Exercise aim:
Reproduce exactly the lines from the one containing "Given the photograph above, point out the green grass" through the last line of the records below, both included, and nothing else.

+===+

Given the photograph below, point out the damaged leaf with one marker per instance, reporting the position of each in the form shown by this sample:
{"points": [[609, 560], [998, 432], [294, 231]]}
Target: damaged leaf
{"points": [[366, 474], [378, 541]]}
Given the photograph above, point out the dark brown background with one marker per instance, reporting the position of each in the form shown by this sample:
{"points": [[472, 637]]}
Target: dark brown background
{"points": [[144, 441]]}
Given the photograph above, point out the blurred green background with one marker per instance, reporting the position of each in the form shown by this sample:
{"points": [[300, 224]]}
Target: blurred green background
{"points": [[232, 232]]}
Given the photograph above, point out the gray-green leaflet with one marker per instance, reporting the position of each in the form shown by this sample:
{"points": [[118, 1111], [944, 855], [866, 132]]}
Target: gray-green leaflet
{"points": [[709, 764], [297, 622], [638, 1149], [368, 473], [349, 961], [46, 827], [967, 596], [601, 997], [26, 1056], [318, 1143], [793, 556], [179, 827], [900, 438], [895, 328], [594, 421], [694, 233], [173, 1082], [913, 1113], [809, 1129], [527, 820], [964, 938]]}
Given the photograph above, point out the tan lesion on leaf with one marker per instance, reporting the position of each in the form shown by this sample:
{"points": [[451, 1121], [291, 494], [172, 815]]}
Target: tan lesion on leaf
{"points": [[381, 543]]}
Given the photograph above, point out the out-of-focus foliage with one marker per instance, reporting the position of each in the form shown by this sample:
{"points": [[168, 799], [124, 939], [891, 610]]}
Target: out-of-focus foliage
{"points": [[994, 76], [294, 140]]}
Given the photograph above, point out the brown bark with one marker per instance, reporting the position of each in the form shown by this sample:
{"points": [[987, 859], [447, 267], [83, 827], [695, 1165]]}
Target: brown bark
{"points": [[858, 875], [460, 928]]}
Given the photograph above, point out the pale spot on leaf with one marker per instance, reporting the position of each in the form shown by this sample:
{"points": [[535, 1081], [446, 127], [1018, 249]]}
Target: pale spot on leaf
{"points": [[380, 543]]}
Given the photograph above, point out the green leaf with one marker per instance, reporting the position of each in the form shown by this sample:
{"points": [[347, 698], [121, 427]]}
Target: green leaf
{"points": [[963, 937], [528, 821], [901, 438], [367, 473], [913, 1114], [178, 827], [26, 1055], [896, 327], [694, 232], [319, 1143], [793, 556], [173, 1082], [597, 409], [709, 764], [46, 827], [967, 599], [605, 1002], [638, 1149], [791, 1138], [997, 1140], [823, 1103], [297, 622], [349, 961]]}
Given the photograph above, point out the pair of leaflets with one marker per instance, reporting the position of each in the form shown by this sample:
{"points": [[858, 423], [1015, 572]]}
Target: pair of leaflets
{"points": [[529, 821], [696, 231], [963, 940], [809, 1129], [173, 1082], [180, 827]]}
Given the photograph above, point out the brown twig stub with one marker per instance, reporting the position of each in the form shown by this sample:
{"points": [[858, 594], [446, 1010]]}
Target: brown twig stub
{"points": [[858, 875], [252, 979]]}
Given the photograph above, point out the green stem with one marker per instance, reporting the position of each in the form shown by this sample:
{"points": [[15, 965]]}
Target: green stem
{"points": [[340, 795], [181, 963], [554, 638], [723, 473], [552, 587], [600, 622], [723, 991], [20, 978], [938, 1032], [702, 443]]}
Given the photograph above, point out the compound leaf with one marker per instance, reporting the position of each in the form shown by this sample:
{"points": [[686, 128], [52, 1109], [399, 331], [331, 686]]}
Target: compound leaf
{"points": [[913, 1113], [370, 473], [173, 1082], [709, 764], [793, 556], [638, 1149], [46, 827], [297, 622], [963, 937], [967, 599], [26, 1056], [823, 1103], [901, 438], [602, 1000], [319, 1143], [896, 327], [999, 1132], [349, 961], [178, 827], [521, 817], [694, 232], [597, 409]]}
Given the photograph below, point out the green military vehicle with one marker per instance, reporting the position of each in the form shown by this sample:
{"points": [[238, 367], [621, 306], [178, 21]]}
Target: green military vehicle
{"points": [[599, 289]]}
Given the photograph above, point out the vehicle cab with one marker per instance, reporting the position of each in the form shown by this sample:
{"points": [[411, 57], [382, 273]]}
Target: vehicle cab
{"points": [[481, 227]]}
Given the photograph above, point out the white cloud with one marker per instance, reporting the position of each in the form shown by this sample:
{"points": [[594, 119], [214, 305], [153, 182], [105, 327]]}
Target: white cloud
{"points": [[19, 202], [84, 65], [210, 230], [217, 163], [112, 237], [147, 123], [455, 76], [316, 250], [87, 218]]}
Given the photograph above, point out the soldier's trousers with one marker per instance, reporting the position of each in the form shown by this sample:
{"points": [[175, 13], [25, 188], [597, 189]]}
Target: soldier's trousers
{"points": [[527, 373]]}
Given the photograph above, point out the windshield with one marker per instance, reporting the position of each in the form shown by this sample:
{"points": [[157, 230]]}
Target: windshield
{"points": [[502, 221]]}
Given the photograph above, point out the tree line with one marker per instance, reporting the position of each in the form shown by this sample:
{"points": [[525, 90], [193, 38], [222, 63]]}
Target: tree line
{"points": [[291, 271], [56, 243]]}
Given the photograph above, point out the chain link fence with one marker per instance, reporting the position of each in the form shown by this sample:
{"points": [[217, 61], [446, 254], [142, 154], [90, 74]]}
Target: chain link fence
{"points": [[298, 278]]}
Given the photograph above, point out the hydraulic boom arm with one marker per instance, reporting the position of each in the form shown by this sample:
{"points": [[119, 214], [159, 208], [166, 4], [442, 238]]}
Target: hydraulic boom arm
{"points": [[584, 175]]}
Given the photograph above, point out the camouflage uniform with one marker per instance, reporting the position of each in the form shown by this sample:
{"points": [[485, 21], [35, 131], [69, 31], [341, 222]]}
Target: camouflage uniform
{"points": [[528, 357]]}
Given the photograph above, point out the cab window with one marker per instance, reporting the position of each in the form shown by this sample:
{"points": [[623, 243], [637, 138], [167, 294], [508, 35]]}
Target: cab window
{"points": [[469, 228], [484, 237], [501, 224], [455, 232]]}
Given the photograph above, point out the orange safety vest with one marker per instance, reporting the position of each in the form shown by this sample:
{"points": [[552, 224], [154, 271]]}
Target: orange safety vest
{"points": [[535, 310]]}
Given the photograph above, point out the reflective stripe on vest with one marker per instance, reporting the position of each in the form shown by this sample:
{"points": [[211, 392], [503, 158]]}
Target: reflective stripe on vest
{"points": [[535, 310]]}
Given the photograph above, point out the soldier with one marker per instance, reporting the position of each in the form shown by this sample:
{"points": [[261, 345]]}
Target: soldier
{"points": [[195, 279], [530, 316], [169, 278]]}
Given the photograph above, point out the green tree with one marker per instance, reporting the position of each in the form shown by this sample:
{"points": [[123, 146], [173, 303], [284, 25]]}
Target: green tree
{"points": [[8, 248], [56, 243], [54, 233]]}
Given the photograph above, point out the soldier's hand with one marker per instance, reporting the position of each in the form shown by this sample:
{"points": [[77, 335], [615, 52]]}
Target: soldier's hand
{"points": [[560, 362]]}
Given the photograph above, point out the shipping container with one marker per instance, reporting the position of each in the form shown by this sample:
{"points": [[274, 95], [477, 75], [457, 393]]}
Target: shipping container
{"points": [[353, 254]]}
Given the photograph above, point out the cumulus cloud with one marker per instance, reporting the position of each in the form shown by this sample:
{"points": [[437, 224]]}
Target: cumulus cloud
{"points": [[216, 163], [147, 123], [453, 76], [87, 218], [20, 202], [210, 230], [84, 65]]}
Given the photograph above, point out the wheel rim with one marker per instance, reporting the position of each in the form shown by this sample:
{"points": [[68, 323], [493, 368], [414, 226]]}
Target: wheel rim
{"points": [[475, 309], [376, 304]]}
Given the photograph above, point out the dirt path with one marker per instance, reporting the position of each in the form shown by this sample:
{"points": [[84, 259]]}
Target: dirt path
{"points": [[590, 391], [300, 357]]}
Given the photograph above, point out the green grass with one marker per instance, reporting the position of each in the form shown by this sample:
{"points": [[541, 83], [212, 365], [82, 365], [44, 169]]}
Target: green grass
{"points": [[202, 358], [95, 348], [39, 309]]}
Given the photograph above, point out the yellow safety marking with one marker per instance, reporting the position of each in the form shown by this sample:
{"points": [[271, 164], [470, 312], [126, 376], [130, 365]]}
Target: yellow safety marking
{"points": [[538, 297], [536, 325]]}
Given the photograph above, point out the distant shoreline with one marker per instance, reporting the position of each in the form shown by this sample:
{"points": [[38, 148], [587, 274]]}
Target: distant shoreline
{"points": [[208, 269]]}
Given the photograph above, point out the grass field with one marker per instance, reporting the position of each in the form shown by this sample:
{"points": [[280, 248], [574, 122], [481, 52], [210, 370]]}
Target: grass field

+===+

Exercise output:
Given the photograph above, point out the green grass with one marker per instance, reporting the position of each in the form shown by this sample:
{"points": [[541, 83], [212, 365], [82, 365], [44, 169]]}
Target: green grass
{"points": [[202, 358], [95, 348], [39, 309]]}
Given the photograph above, point out the yellow safety marking with one marker per instance, reporting the position of each in the form shown by this sample:
{"points": [[271, 164], [470, 312], [126, 376], [130, 365]]}
Target: yellow safety marking
{"points": [[538, 297], [536, 325]]}
Given the photograph above, point out the distant shoreline with one marker per instance, reporting the position of each in the form shown by this sample:
{"points": [[38, 148], [587, 274]]}
Target: distant shoreline
{"points": [[208, 269]]}
Given the photograph above, point out the grass field with one marker per instance, reporting the position of each in the form shown by this sample:
{"points": [[280, 248], [574, 122], [481, 52], [210, 370]]}
Target: grass field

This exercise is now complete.